::: Raw data

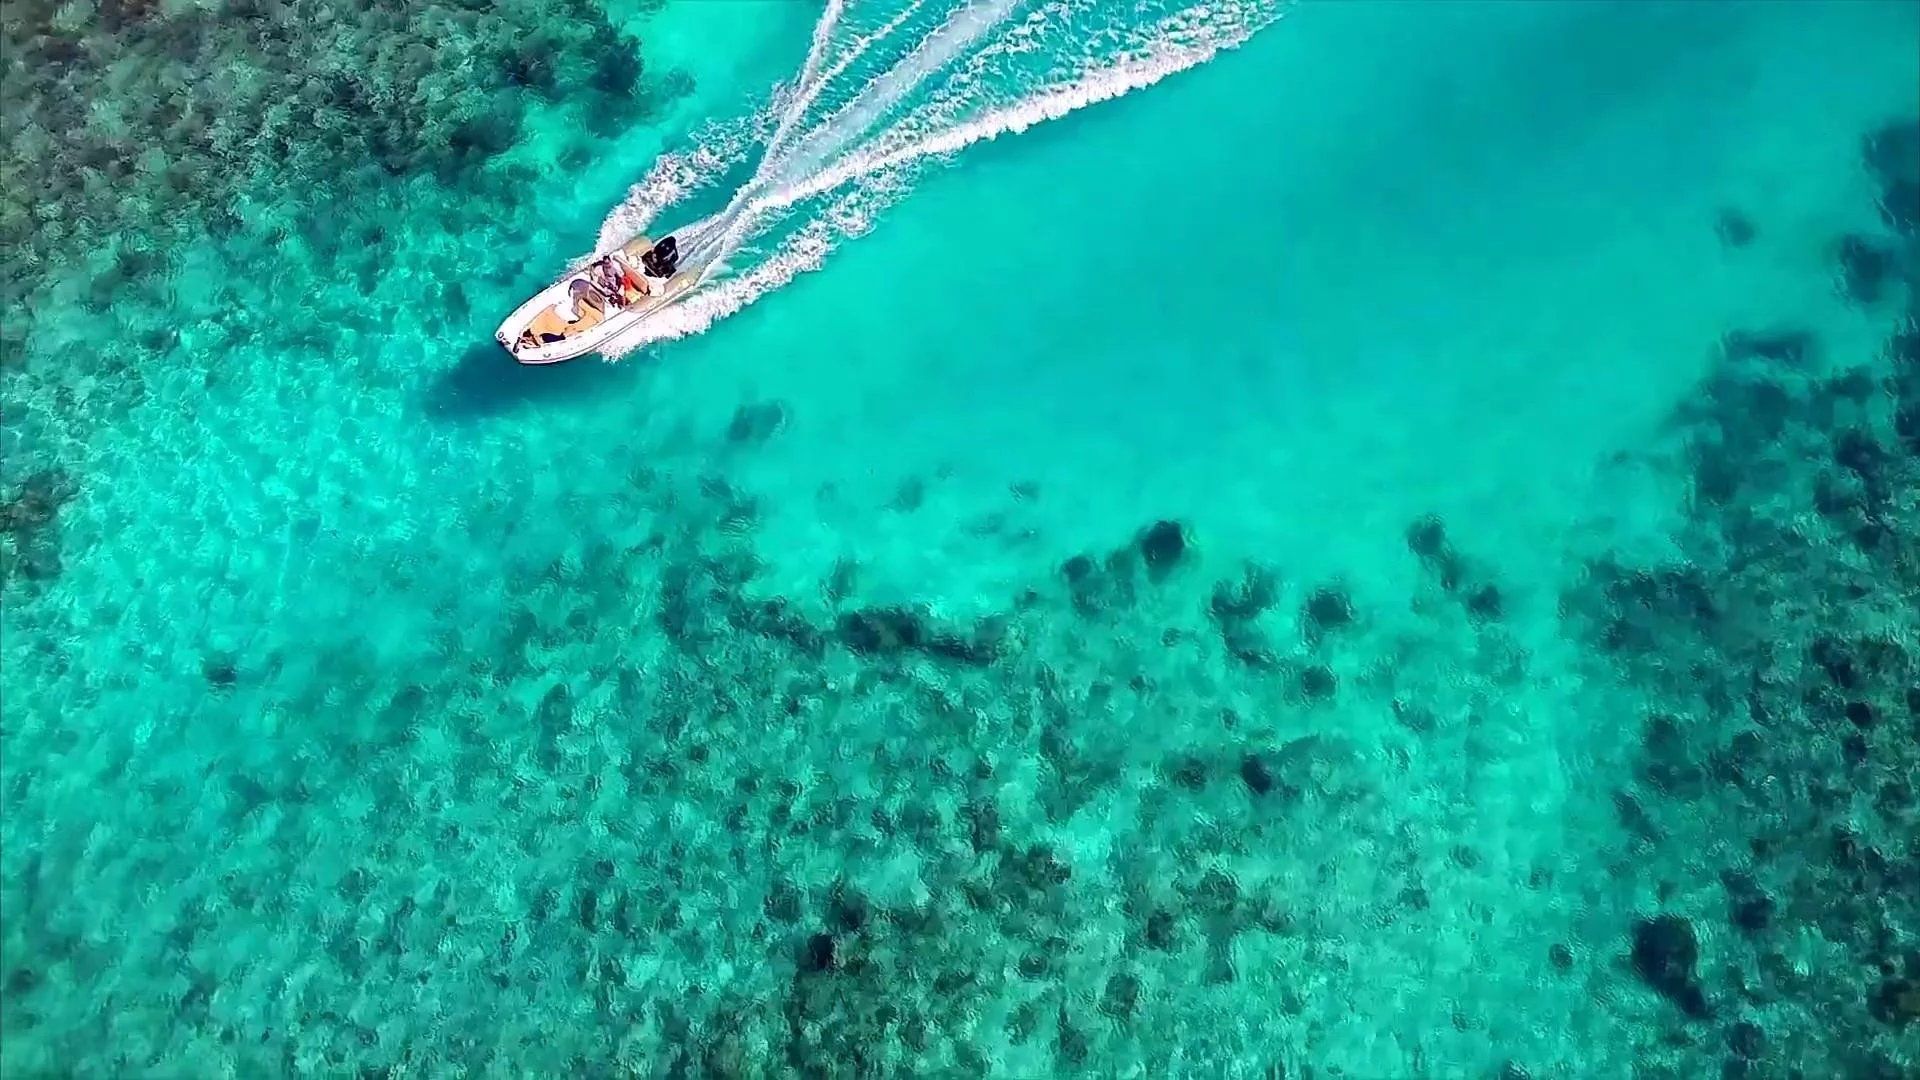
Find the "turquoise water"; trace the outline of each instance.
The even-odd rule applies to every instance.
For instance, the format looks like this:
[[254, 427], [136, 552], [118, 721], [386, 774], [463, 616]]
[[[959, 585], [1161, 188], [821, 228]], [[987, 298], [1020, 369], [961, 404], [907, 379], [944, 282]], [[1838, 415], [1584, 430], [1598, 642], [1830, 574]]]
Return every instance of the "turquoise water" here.
[[1920, 8], [961, 7], [7, 5], [0, 1072], [1920, 1068]]

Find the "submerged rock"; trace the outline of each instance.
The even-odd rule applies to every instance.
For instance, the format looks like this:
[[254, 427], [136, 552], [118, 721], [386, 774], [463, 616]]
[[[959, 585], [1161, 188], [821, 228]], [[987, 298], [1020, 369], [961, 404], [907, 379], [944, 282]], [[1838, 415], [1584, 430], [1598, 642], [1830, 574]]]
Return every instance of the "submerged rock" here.
[[1467, 614], [1482, 622], [1491, 622], [1506, 610], [1498, 585], [1482, 585], [1467, 596]]
[[1107, 979], [1100, 996], [1100, 1011], [1122, 1023], [1132, 1019], [1140, 1002], [1140, 978], [1132, 972], [1116, 972]]
[[1880, 216], [1907, 236], [1920, 231], [1920, 182], [1890, 180], [1880, 195]]
[[1300, 673], [1300, 694], [1308, 701], [1326, 701], [1340, 688], [1340, 680], [1325, 664], [1314, 664]]
[[1720, 617], [1706, 572], [1677, 564], [1628, 570], [1610, 560], [1589, 570], [1606, 598], [1605, 643], [1648, 649], [1676, 631], [1700, 632]]
[[1873, 435], [1860, 428], [1840, 432], [1833, 440], [1833, 463], [1860, 478], [1868, 497], [1882, 501], [1887, 492], [1889, 455]]
[[1407, 549], [1422, 559], [1447, 558], [1453, 552], [1447, 543], [1447, 527], [1434, 514], [1407, 526]]
[[924, 477], [909, 476], [900, 481], [893, 490], [893, 498], [887, 502], [887, 509], [902, 514], [911, 514], [927, 503], [927, 481]]
[[240, 681], [240, 669], [232, 657], [225, 655], [209, 656], [200, 661], [200, 675], [215, 690], [231, 690]]
[[1180, 921], [1165, 908], [1155, 908], [1147, 916], [1147, 925], [1142, 935], [1147, 948], [1158, 952], [1172, 952], [1180, 947]]
[[1862, 157], [1880, 187], [1880, 216], [1912, 235], [1920, 228], [1920, 121], [1896, 120], [1872, 132]]
[[727, 424], [727, 441], [762, 443], [787, 425], [787, 407], [779, 401], [756, 401], [733, 411]]
[[1086, 555], [1075, 555], [1060, 564], [1060, 576], [1067, 579], [1073, 594], [1073, 606], [1090, 615], [1100, 607], [1100, 566]]
[[12, 498], [0, 500], [0, 533], [28, 533], [51, 525], [76, 490], [62, 470], [34, 473]]
[[974, 665], [992, 663], [1007, 643], [1006, 626], [1000, 620], [982, 620], [969, 630], [960, 631], [940, 626], [924, 614], [903, 607], [847, 612], [840, 616], [835, 630], [841, 644], [862, 655], [920, 652]]
[[735, 604], [727, 610], [727, 622], [741, 630], [786, 642], [808, 656], [818, 656], [825, 639], [805, 615], [780, 596]]
[[453, 180], [507, 152], [520, 141], [520, 112], [497, 103], [455, 124], [446, 137], [446, 153], [437, 160], [442, 179]]
[[1240, 782], [1253, 794], [1265, 795], [1273, 790], [1273, 770], [1261, 755], [1248, 754], [1240, 759]]
[[626, 38], [611, 38], [594, 61], [593, 75], [587, 80], [595, 90], [613, 97], [629, 97], [640, 85], [640, 53]]
[[1661, 794], [1689, 799], [1700, 794], [1704, 772], [1671, 716], [1652, 716], [1640, 733], [1641, 776]]
[[1904, 1028], [1920, 1020], [1920, 977], [1889, 975], [1874, 987], [1867, 1011], [1889, 1027]]
[[1248, 563], [1237, 581], [1214, 585], [1208, 610], [1222, 623], [1245, 622], [1259, 618], [1273, 606], [1279, 595], [1279, 583], [1273, 572]]
[[1082, 615], [1119, 611], [1134, 601], [1134, 554], [1122, 549], [1096, 561], [1090, 555], [1075, 555], [1060, 566], [1073, 596], [1074, 610]]
[[1164, 579], [1187, 557], [1191, 546], [1187, 527], [1177, 521], [1156, 521], [1140, 533], [1137, 546], [1147, 564], [1147, 576]]
[[1440, 723], [1439, 717], [1433, 714], [1432, 709], [1401, 698], [1395, 698], [1393, 701], [1393, 718], [1401, 727], [1415, 735], [1431, 734]]
[[926, 644], [921, 617], [905, 608], [866, 608], [840, 617], [840, 641], [857, 653], [887, 653]]
[[1920, 457], [1920, 405], [1902, 405], [1894, 410], [1893, 431], [1900, 436], [1907, 456]]
[[1896, 377], [1920, 368], [1920, 320], [1909, 318], [1887, 339], [1887, 359]]
[[1742, 933], [1758, 934], [1773, 925], [1773, 898], [1762, 894], [1743, 896], [1733, 904], [1732, 922]]
[[809, 936], [800, 947], [797, 965], [802, 974], [823, 975], [840, 968], [840, 943], [832, 934], [818, 933]]
[[1427, 514], [1407, 526], [1407, 550], [1420, 559], [1420, 565], [1439, 581], [1440, 587], [1453, 592], [1466, 583], [1467, 563], [1454, 550], [1447, 528], [1435, 514]]
[[1695, 968], [1700, 943], [1693, 924], [1678, 915], [1641, 919], [1633, 927], [1633, 970], [1655, 993], [1694, 1019], [1707, 1015], [1706, 992]]
[[1353, 600], [1345, 589], [1330, 585], [1315, 589], [1300, 612], [1300, 632], [1309, 642], [1352, 622]]
[[1727, 359], [1768, 360], [1799, 366], [1812, 358], [1819, 347], [1809, 330], [1735, 330], [1720, 339]]
[[1893, 279], [1893, 249], [1870, 237], [1850, 233], [1840, 238], [1836, 250], [1840, 283], [1847, 297], [1859, 304], [1879, 303]]
[[0, 536], [11, 538], [8, 546], [0, 547], [0, 578], [49, 581], [60, 576], [64, 564], [56, 520], [76, 493], [65, 472], [45, 469], [28, 477], [11, 498], [0, 500]]
[[1721, 210], [1720, 215], [1714, 219], [1713, 231], [1720, 237], [1720, 242], [1728, 247], [1743, 248], [1753, 243], [1754, 233], [1757, 230], [1754, 228], [1752, 218], [1728, 207]]

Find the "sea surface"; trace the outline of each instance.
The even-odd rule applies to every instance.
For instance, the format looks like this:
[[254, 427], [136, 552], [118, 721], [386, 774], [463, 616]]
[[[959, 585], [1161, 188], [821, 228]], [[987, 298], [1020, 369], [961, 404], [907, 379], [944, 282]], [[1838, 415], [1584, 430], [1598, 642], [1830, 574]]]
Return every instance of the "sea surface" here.
[[0, 29], [0, 1077], [1920, 1075], [1920, 5]]

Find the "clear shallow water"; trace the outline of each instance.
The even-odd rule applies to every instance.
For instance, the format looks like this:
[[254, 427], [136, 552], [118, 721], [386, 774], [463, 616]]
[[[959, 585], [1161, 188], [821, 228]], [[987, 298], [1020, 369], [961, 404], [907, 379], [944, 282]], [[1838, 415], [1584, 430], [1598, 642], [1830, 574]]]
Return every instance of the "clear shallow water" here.
[[[1299, 5], [913, 173], [704, 333], [515, 370], [499, 314], [702, 121], [751, 126], [816, 25], [610, 18], [640, 113], [558, 46], [551, 89], [489, 91], [524, 117], [477, 161], [270, 158], [237, 225], [157, 240], [174, 196], [136, 186], [125, 243], [162, 264], [105, 305], [123, 258], [29, 297], [0, 376], [9, 1072], [831, 1073], [857, 1047], [882, 1073], [1701, 1075], [1741, 1020], [1766, 1067], [1897, 1067], [1911, 1029], [1869, 1008], [1895, 976], [1846, 930], [1871, 920], [1820, 913], [1868, 886], [1756, 864], [1728, 823], [1764, 807], [1649, 781], [1739, 718], [1583, 627], [1634, 608], [1588, 560], [1731, 579], [1727, 521], [1830, 501], [1709, 508], [1674, 416], [1717, 400], [1731, 329], [1813, 328], [1790, 387], [1880, 362], [1906, 286], [1850, 302], [1833, 250], [1893, 235], [1861, 141], [1911, 115], [1910, 7]], [[336, 60], [377, 83], [379, 39]], [[1716, 234], [1730, 210], [1751, 242]], [[1828, 413], [1810, 438], [1867, 423]], [[1409, 551], [1427, 513], [1464, 569]], [[1136, 541], [1161, 519], [1177, 558]], [[1115, 550], [1130, 585], [1071, 569]], [[1826, 632], [1834, 586], [1775, 570], [1758, 621]], [[1751, 659], [1649, 632], [1656, 668]], [[1645, 730], [1672, 712], [1682, 750]], [[1869, 748], [1886, 777], [1899, 745]], [[1850, 827], [1903, 865], [1879, 813]], [[1824, 860], [1832, 823], [1793, 826], [1781, 858]], [[1750, 945], [1735, 870], [1814, 938]], [[1711, 1021], [1636, 972], [1662, 911], [1697, 927]]]

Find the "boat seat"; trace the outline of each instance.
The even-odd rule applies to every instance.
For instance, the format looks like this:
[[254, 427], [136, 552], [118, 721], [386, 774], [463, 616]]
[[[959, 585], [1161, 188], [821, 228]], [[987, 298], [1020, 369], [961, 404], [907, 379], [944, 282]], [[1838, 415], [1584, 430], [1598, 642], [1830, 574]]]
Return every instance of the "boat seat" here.
[[570, 338], [599, 326], [607, 317], [607, 304], [598, 290], [575, 297], [573, 304], [580, 313], [579, 318], [568, 322], [560, 317], [558, 305], [548, 305], [527, 323], [526, 333], [532, 334], [535, 341], [543, 341], [547, 337]]
[[541, 308], [540, 314], [527, 324], [527, 333], [535, 341], [545, 341], [549, 337], [564, 338], [573, 333], [572, 324], [560, 317], [560, 311], [551, 305]]
[[606, 301], [595, 296], [591, 299], [578, 301], [578, 303], [580, 306], [580, 317], [575, 319], [572, 325], [569, 326], [567, 330], [568, 334], [578, 334], [583, 330], [591, 330], [606, 321]]

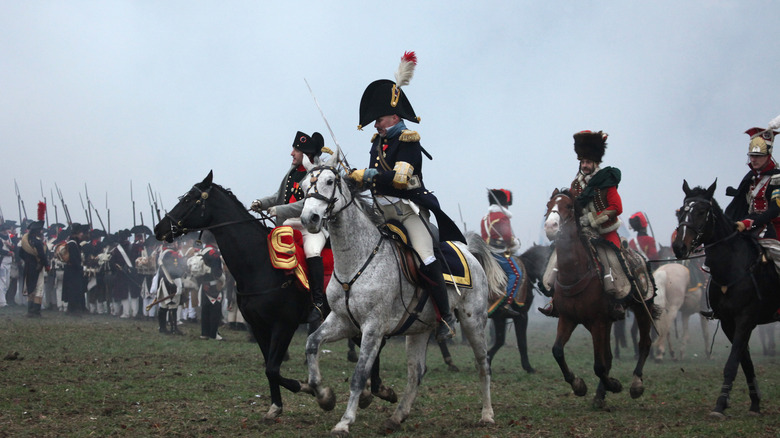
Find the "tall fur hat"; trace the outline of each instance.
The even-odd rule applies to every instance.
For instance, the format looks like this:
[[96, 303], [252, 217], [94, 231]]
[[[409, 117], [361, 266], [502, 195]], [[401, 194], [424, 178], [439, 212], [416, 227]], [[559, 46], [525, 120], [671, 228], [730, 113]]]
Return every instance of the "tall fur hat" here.
[[38, 220], [30, 222], [27, 229], [30, 231], [43, 230], [44, 219], [46, 219], [46, 203], [38, 202]]
[[577, 159], [587, 159], [601, 163], [607, 149], [607, 134], [599, 131], [580, 131], [574, 134], [574, 152]]
[[325, 139], [322, 134], [315, 132], [311, 135], [305, 134], [301, 131], [295, 133], [292, 147], [298, 149], [306, 155], [319, 156], [322, 154], [322, 148], [325, 146]]
[[512, 205], [512, 192], [507, 189], [490, 189], [488, 193], [489, 205], [499, 204], [504, 207]]
[[772, 119], [767, 129], [750, 128], [745, 131], [745, 134], [750, 136], [748, 155], [772, 155], [772, 143], [775, 136], [780, 134], [775, 129], [780, 129], [780, 116]]
[[362, 130], [374, 120], [389, 115], [397, 115], [410, 122], [420, 123], [420, 118], [414, 113], [412, 104], [401, 89], [409, 84], [414, 76], [416, 65], [417, 55], [414, 52], [404, 52], [395, 73], [395, 82], [380, 79], [368, 84], [360, 99], [358, 129]]

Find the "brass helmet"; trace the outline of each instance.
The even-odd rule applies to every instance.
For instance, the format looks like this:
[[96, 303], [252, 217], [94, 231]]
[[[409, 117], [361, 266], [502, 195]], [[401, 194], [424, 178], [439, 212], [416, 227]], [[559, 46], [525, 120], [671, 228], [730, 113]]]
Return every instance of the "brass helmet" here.
[[780, 129], [780, 116], [769, 122], [769, 127], [766, 129], [750, 128], [745, 131], [745, 134], [750, 136], [748, 155], [772, 155], [772, 143], [775, 141], [775, 136], [780, 134], [775, 131], [776, 129]]
[[414, 52], [404, 52], [395, 73], [395, 82], [379, 79], [366, 87], [363, 97], [360, 98], [359, 130], [382, 116], [393, 114], [410, 122], [420, 123], [420, 118], [414, 113], [412, 104], [401, 89], [409, 84], [416, 65], [417, 55]]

::::::

#### Task directions
Examine the entries and report how many of their lines contain the string "each", giving no more than the number.

#### Task answer
7